'''
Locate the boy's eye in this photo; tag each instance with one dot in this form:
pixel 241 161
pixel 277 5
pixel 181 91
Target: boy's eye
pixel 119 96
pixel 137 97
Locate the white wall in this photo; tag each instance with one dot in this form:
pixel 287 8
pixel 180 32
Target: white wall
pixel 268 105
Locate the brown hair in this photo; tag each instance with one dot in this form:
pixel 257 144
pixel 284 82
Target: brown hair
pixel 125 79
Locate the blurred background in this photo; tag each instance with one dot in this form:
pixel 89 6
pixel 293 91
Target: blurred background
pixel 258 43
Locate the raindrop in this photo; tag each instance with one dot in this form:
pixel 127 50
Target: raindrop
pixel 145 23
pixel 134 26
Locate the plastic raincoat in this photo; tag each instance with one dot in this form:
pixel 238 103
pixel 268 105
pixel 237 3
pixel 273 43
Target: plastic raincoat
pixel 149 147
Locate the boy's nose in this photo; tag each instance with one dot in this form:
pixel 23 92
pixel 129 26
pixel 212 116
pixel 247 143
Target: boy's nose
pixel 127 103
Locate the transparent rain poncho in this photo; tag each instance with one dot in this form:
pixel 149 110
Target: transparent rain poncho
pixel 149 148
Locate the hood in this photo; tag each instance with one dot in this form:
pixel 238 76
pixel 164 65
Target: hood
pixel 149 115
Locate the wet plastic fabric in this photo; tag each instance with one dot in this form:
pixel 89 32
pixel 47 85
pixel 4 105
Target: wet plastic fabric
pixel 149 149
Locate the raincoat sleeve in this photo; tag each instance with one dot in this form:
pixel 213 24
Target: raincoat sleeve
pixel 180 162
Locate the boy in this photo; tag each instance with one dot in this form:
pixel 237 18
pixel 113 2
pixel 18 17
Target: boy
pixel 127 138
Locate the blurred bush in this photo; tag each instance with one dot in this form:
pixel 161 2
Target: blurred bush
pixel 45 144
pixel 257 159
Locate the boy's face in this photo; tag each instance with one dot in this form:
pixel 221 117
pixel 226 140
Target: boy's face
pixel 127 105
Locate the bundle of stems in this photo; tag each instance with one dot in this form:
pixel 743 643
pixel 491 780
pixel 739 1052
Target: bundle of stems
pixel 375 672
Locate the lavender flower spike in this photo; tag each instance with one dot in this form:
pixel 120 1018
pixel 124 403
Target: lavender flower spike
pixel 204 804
'''
Task requirements:
Write every entry out again, exactly as it stands.

Answer to this problem:
Locate the boy's eye in this photo; tag each instance with one dot in this form:
pixel 241 161
pixel 277 5
pixel 181 91
Target: boy's eye
pixel 119 96
pixel 137 97
Locate the white wall in this photo; tag each instance with one dot in this form:
pixel 287 8
pixel 180 32
Target: white wall
pixel 268 105
Locate the brown hair in this photo; tag each instance with one dot in this form:
pixel 257 144
pixel 284 82
Target: brown hair
pixel 125 79
Locate the blurred background in this photo; tag each instance with one dot in this form:
pixel 89 6
pixel 293 91
Target: blurred background
pixel 258 43
Locate the raindrop in this photo; tag each instance with one dot in this form:
pixel 127 50
Target: raindrop
pixel 145 23
pixel 134 26
Locate the plastic raincoat in this photo; tag each instance with one dot in this form:
pixel 238 103
pixel 268 105
pixel 237 3
pixel 273 43
Target: plastic raincoat
pixel 149 147
Locate the boy's nose in this photo; tag each instance with one dot in this form:
pixel 23 92
pixel 129 26
pixel 212 116
pixel 247 143
Target: boy's nose
pixel 127 103
Locate the transparent rain poncho in this photo; tag each instance with one dot in this form:
pixel 149 110
Target: transparent rain poncho
pixel 149 148
Locate the hood in this photo; tag each instance with one dot in this form:
pixel 238 76
pixel 164 65
Target: hood
pixel 149 115
Locate the wet plastic fabric in this photo; tag each instance with one dot in this form:
pixel 89 32
pixel 47 85
pixel 4 105
Target: wet plastic fabric
pixel 149 149
Locate the raincoat sleeve in this photo; tag each instance with one dot in this form:
pixel 213 24
Target: raincoat sleeve
pixel 180 162
Locate the boy in this photo; tag each instance with one dot in this form:
pixel 237 18
pixel 113 2
pixel 18 17
Target: boy
pixel 127 138
Locate the blurred bush in this photo; tag each instance with one dot in this form:
pixel 161 2
Target: blurred bush
pixel 45 144
pixel 257 159
Locate the boy's face in this photo; tag each instance with one dot in this form:
pixel 221 117
pixel 226 140
Target: boy's face
pixel 127 105
Locate the bundle of stems in this photo; tag each instance with one dot in this form:
pixel 743 643
pixel 491 780
pixel 739 1052
Target: bundle of stems
pixel 375 672
Locate the lavender flower spike in this photo; tag each instance with one dot in this form:
pixel 120 1018
pixel 124 403
Target: lavender flower spike
pixel 204 804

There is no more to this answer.